*** Opening Document segment ***
Health · Reading

More about Micromorts and Microlives

Earlier this month I wrote about Micromorts and Microlives, referencing a New Scientist cover feature from May 2015. Since then I have read the book mentioned in those pieces, “The Norm Chronicles: Stories and numbers about danger” by David Spiegelhalter and Michael Blastland).

It’s an entertaining and detailed look at risk and the different ways we can either extend or shorten our life expectancy. There are fictional stories about Norm (an “average guy … looking for a safe path through life”), Prudence (who “treads warily, all anxious glances … one scary story is all that fear needs to set fire to her imagination”) and the Kevlin brothers (“risk junkies who fly by the seat of their pants”). Their fictional lives are used to illustrate over 20 chapters about danger and statistics, with headings including Infancy, Violence, Vaccination, Drugs, Gambling, Transport and Surgery.

In the sections about childhood we learn just how safe it is, statistically, to be a 7 year old now compared to any other age, or to any other time in history. Despite parental fears about accidental deaths from drowning, or from crossing the road, more children die from being strangled by cords on window blinds than are drowned or killed as pedestrians. The figures for all accidental deaths for children aged 5-9 are the lowest they have ever been. There is, literally, a one in a million chance annually of a child of primary school age drowning or being killed while crossing the road. This might not help to calm every parent’s fears: what if that one in a million was your child? This is the kind of question that leaves the authors’ character Prudence in a permanent state of anxiety.
*** Closing Document segment ***
● Work instruction: According to the post on micromorts and microlives, why might the one-in-a-million yearly chance of a primary-school child drowning or being killed crossing the road fail to calm every parent? Answer in one to three sentences. Rely on the text alone for this task.
*** Opening Listed entries ***
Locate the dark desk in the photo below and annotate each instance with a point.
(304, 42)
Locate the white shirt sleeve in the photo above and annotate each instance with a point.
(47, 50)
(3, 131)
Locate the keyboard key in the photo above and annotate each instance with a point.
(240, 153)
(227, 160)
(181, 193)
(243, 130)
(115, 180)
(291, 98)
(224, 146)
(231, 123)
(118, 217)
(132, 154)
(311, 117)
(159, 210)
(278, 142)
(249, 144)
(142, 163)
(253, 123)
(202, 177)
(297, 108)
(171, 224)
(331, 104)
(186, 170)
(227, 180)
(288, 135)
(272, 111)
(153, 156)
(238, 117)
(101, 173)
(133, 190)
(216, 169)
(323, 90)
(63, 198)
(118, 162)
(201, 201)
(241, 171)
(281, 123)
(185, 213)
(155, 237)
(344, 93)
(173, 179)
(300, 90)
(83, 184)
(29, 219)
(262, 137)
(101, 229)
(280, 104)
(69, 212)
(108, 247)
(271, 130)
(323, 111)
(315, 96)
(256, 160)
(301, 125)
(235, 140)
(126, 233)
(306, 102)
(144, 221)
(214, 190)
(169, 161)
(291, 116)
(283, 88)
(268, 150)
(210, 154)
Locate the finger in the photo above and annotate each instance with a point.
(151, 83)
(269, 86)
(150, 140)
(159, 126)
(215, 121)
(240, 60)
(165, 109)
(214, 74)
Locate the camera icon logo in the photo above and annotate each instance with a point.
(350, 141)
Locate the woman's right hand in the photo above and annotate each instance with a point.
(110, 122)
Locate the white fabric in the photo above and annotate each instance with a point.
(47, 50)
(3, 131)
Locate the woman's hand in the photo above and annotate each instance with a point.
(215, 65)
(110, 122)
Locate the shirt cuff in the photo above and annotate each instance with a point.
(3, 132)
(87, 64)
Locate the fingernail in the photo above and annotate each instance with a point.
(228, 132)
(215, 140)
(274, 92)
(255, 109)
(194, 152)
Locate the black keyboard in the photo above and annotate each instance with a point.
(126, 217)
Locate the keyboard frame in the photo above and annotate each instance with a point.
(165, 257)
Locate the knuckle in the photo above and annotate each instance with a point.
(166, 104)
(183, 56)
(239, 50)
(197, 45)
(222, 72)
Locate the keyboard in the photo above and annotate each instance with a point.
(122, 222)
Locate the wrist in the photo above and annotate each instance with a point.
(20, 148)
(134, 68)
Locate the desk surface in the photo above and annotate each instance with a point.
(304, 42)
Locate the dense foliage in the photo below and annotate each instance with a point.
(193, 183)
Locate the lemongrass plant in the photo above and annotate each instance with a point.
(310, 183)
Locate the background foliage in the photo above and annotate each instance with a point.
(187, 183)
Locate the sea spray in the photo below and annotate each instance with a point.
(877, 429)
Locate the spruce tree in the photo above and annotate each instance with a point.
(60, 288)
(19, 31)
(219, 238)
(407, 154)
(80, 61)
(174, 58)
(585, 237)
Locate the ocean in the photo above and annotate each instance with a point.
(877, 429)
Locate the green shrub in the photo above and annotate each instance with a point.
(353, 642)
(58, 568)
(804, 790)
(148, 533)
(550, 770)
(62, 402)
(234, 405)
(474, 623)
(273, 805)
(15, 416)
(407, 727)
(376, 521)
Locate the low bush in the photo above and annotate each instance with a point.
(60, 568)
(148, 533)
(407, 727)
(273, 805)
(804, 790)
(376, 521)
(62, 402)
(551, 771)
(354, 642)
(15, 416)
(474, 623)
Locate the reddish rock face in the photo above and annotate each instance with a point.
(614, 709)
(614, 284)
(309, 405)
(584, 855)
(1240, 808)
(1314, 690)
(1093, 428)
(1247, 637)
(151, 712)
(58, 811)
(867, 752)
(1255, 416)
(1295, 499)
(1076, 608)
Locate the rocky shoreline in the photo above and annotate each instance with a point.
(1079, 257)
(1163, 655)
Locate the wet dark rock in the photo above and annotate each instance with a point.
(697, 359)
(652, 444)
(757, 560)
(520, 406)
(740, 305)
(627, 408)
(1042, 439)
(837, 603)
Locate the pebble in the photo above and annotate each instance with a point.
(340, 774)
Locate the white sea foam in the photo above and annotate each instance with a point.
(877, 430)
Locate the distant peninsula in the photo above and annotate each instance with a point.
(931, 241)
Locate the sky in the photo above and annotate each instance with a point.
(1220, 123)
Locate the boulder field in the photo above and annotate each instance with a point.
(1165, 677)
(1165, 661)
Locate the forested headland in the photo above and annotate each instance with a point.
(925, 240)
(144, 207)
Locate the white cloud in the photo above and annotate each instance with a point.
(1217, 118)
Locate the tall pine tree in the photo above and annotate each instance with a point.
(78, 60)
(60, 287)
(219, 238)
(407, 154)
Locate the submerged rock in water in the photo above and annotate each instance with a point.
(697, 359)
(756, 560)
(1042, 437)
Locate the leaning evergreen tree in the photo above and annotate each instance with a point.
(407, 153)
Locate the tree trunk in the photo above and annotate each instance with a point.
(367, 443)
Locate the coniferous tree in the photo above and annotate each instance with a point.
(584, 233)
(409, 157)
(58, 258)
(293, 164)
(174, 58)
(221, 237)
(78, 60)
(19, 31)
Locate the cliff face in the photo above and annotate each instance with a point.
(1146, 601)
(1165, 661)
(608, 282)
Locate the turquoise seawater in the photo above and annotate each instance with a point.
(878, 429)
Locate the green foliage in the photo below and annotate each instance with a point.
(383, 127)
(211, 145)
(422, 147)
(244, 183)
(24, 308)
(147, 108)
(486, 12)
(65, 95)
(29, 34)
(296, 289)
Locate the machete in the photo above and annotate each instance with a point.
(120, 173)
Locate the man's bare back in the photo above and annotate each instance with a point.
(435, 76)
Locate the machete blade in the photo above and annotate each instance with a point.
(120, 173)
*** Closing Listed entries ***
● Answer to this exercise: A parent may still ask what would happen if that one in a million were their own child. According to the post, this is the kind of question that keeps the authors' character Prudence permanently anxious.